» Document
Panfactum Monitoring Stack
This module provides a deployment of the kube-prometheus-stack. It includes:
-
Grafana
-
Alert Manager
Providers
The following providers are needed by this module:
-
aws (5.70.0)
-
helm (2.12.1)
-
kubectl (2.0.4)
-
kubernetes (2.27.0)
-
pf (0.0.3)
-
random (3.6.0)
-
time (0.10.0)
-
vault (3.25.0)
Required Inputs
The following input variables are required:
eks_cluster_name
Description: The name of the EKS cluster.
Type: string
grafana_domain
Description: The domain on which to expose Grafana.
Type: string
vault_domain
Description: The domain of the Vault instance running in the cluster.
Type: string
Optional Inputs
The following input variables are optional (have default values):
additional_tracked_resource_labels
Description: Kubernetes resource labels to include in metric labels
Type: list(string)
Default: []
additional_tracked_resources
Description: Additional Kubernetes resources to track in kube-state-metrics
Type: list(string)
Default: []
alertmanager_local_storage_initial_size_gb
Description: Number of GB to use for the local alertmanager storage (before autoscaled)
Type: number
Default: 2
alertmanager_log_level
Description: The log level for the alertmanager pods
Type: string
Default: "warn"
alertmanager_storage_class_name
Description: The storage class to use for local alertmanager storage
Type: string
Default: "ebs-standard"
aws_iam_ip_allow_list
Description: A list of IPs that can use the service account token to authenticate with AWS API
Type: list(string)

» Extracted information
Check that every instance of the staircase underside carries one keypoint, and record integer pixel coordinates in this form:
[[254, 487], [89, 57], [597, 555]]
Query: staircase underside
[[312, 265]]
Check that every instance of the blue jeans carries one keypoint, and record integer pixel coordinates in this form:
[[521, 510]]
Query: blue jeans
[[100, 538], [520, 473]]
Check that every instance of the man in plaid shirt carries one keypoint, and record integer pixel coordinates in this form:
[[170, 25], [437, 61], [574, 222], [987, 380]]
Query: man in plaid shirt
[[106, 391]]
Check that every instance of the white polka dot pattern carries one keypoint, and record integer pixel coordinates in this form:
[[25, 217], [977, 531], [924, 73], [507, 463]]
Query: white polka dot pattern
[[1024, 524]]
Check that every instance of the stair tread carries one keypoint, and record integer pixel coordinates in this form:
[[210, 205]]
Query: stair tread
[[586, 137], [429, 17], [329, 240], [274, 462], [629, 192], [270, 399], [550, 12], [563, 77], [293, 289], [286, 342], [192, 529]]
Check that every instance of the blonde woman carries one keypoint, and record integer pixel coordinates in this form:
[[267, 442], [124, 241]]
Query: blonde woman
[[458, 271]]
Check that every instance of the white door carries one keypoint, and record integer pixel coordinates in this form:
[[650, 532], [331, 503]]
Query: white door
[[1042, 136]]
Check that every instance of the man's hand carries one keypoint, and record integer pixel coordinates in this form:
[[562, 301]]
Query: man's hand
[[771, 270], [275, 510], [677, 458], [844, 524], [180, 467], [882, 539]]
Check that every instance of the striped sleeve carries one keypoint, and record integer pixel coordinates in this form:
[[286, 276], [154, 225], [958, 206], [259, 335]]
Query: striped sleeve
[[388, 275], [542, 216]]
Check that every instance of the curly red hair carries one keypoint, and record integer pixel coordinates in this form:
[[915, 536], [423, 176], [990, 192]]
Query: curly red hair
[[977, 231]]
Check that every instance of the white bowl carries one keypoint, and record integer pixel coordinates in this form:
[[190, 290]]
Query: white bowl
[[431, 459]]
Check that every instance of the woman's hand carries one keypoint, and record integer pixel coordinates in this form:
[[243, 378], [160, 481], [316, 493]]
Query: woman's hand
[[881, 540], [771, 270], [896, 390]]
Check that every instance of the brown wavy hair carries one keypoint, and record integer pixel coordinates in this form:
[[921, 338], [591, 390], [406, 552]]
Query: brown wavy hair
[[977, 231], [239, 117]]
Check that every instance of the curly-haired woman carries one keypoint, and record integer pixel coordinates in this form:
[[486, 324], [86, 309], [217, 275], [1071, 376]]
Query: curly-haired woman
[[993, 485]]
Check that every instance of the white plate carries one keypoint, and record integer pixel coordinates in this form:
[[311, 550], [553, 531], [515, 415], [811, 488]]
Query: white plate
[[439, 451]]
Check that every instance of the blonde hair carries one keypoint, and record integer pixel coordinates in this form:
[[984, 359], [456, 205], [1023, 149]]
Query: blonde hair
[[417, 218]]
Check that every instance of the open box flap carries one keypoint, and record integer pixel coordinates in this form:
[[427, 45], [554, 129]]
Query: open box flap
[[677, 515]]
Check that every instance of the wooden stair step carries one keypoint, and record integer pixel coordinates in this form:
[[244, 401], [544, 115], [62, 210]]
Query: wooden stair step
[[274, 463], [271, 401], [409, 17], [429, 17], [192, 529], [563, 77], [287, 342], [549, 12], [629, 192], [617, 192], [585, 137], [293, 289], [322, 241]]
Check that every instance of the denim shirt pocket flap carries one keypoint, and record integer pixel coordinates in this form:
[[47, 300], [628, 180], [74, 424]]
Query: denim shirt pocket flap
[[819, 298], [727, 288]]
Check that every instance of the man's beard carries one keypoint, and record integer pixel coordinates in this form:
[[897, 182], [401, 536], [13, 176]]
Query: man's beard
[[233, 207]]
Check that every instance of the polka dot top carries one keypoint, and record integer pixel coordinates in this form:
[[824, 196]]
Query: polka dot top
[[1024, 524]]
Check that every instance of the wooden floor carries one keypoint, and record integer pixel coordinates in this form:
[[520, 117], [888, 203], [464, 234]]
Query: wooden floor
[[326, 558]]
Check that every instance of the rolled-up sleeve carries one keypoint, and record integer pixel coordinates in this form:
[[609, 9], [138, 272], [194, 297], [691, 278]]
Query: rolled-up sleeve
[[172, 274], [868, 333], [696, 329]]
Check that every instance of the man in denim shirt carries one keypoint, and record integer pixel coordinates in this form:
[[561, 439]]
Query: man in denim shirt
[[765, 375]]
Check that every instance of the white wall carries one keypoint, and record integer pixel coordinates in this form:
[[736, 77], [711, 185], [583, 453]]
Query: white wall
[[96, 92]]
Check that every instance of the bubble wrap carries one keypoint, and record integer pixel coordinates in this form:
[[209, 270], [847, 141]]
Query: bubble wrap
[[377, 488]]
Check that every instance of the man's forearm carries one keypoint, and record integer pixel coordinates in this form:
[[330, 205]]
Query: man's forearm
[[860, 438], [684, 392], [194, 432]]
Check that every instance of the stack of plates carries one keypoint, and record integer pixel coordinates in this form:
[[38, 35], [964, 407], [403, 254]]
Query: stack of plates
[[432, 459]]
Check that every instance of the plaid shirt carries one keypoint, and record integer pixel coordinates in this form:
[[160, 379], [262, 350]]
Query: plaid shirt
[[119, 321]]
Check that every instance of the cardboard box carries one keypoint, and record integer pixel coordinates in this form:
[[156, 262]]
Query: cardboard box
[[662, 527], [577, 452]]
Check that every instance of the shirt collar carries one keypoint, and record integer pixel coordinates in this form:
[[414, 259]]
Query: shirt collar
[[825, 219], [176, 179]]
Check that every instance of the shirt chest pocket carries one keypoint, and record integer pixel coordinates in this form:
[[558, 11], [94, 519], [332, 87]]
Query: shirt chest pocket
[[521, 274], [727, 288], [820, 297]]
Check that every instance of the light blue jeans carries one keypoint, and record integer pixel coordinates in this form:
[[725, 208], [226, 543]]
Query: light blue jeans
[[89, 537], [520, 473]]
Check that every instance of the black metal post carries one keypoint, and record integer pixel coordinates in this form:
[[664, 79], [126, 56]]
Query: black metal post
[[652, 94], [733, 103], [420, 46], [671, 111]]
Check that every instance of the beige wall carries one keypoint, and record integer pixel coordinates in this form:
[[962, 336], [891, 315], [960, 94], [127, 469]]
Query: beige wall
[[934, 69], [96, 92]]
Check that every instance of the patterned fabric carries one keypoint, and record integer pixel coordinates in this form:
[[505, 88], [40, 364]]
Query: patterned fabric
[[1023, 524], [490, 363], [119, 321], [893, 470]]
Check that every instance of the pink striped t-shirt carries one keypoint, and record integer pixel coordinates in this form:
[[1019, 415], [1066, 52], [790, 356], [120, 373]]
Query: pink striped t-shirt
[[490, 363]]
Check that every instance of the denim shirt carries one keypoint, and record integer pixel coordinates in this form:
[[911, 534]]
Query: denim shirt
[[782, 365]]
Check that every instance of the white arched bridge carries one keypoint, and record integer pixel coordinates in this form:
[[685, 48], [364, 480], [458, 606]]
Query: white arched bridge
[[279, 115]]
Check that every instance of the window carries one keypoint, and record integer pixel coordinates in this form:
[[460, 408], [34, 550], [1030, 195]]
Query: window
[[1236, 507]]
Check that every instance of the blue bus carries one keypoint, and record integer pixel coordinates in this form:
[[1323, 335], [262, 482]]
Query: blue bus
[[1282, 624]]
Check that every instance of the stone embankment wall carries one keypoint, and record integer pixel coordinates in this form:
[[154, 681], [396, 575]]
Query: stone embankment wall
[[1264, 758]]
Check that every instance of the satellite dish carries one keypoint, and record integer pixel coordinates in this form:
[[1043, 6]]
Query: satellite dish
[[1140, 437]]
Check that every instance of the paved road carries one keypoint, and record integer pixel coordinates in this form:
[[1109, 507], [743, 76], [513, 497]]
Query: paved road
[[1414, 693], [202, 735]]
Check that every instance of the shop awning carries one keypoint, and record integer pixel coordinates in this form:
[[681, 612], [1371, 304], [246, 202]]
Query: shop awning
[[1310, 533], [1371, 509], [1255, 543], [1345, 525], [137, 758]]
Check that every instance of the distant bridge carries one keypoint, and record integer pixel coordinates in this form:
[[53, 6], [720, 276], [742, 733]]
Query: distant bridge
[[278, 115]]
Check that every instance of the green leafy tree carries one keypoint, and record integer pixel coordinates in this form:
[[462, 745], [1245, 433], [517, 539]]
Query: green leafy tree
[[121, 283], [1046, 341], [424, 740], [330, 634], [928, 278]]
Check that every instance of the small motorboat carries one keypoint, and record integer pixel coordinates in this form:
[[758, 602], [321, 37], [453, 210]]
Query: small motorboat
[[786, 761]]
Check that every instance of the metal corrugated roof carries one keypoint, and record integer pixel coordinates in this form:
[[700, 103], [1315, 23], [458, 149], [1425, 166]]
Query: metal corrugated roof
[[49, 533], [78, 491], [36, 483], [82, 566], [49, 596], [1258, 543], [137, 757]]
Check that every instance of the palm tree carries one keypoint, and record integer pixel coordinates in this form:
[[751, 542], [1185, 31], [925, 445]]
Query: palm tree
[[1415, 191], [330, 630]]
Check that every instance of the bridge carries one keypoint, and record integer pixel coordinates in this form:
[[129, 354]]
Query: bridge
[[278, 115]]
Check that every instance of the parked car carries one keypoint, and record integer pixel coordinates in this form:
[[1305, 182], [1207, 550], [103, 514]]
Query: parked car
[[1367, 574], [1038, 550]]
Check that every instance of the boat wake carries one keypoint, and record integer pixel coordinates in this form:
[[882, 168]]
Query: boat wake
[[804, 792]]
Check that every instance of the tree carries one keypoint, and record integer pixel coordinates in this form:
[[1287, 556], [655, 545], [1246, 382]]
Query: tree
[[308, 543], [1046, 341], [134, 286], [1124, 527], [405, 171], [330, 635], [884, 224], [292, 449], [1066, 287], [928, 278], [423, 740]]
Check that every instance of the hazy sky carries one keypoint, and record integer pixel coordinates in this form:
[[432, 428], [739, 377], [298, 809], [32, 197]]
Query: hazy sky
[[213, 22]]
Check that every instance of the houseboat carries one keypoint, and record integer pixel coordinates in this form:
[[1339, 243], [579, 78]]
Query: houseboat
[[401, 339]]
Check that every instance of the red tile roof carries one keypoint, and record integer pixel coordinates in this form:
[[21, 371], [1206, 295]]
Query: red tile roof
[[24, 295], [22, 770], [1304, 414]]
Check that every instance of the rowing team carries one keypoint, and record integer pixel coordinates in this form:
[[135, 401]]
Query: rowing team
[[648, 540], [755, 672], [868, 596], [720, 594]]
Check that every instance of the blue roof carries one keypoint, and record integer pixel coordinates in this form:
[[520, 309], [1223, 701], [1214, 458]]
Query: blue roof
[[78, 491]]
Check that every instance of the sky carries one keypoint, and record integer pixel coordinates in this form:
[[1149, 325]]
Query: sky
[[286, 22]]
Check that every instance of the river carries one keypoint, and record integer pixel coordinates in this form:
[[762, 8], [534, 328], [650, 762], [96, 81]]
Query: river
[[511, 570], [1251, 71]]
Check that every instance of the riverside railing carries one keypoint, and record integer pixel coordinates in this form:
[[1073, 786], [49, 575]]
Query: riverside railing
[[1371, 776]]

» Problem 1
In the Panfactum Monitoring Stack page, what is the default storage class for local alertmanager storage?
» Problem 2
Translate this sentence from the Panfactum Monitoring Stack page into Spanish: "This module provides a deployment of the kube-prometheus-stack."

» Expected answer 1
"ebs-standard"

» Expected answer 2
Este módulo proporciona un despliegue del kube-prometheus-stack.